◆ Problem statement ◆
Please set down, word for word, the part of the passage below on teaching financial geography that opens with the words "Financial geography offers" and closes with "be responsible for.".

That is why, in working on a new, dedicated course, my main inspiration became a publication of a completely different nature: Atlas of Finance: Mapping the Global Story of Money. It uses impressive data visualisations to make abstract concepts—such as the history of money, global capital flows, or the scale of offshore finance - tangible, intuitive, and memorable. This allows the lecturer to present complex topics as fascinating stories, which is a more effective way to engage finance students. As its creators aptly put it, the atlas ‘brings the complex and abstract world of finance down to earth, showing how geography is fundamental for understanding finance, and vice versa’.


Final Reflections


In conclusion, while teaching financial geography in business schools is challenging, it is worthwhile. The key is to change the perception of the subject - from a niche interest to an essential analytical lens - by arguing for the depth offered by a dedicated module and by using innovative pedagogical resources that appeal to the imagination of economics students.


The goal is not to turn finance students into geographers. It is about educating better finance professionals - analysts, investors, and decision-makers who understand the crucial role not only of time but also of place and space in shaping economic phenomena. A graduate of such a course should be equipped with more than just theory and quantitative models (though I would not rule out including basic spatial econometric models in the course). The graduate should understand that financial capital resources are unevenly distributed, that financial innovations have varied geographical consequences, and that the level of financialisation and socio-cultural conditions can determine a society's approach to risk and financial stability. This allows to see risks invisible to aspatial models, whether they be geopolitical shifts, regulatory changes in a specific jurisdiction, or the social consequences of a property bubble in a global city.


Financial geography offers an antidote to the growing complexity and abstraction of modern finance. The financial world is becoming increasingly digital, dematerialised, and detached from the "real economy." This abstraction is dangerous because it allows financial actors to ignore the real-world consequences of their decisions. Financial geography, by its very nature, brings finance back down to earth. It connects abstract flows of capital to real places, real people, and real environments. A course built around this perspective encourages students to think more concretely about the financial systems and institutions they may one day be responsible for.


Finally, an analyst with spatial competence is better prepared for the future of work in the financial sector. Many routine quantitative tasks are being automated and are therefore relatively easy to replace with dynamically developing artificial intelligence models. The future value of a human analyst will lie in their ability to think critically and contextually in a complex manner. The skills developed in a financial geography course - interpreting complex spatial systems, understanding context and synthesising diverse information - are precisely those competencies that are difficult to automate. Therefore, this course equips students with a more durable and future-proof skill set, providing them with a long-term competitive advantage in a rapidly changing industry.


I wish for myself, and for all lecturers involved in financial geography, that our courses provide students with as much of what I have described in this short text as possible.

◆ Source material ◆
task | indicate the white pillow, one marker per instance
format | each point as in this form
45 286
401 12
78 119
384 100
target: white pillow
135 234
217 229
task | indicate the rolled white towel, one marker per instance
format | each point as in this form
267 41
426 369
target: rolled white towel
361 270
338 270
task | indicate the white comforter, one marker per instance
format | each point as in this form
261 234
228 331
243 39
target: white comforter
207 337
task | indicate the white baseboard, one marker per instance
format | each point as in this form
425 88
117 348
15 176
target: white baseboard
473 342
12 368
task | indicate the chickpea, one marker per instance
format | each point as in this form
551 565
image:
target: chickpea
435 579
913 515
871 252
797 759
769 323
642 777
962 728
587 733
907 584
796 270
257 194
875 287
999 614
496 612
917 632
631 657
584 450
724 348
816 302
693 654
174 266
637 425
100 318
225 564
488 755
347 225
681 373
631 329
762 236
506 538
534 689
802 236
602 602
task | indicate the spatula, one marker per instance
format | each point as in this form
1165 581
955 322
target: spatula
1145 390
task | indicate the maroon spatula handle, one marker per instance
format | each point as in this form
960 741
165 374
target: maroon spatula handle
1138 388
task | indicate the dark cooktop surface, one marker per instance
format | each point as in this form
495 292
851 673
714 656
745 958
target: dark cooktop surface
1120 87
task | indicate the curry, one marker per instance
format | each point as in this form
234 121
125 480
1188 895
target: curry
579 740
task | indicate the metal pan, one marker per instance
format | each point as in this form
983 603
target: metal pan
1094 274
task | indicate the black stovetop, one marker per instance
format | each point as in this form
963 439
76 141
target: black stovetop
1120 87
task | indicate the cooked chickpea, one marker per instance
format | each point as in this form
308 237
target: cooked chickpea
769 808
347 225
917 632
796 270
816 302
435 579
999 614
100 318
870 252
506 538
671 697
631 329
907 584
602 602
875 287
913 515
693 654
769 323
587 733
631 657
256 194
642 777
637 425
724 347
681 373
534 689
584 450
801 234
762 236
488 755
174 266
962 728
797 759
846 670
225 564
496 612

◆ Solution ◆
Financial geography offers an antidote to the growing complexity and abstraction of modern finance. The financial world is becoming increasingly digital, dematerialised, and detached from the "real economy." This abstraction is dangerous because it allows financial actors to ignore the real-world consequences of their decisions. Financial geography, by its very nature, brings finance back down to earth. It connects abstract flows of capital to real places, real people, and real environments. A course built around this perspective encourages students to think more concretely about the financial systems and institutions they may one day be responsible for.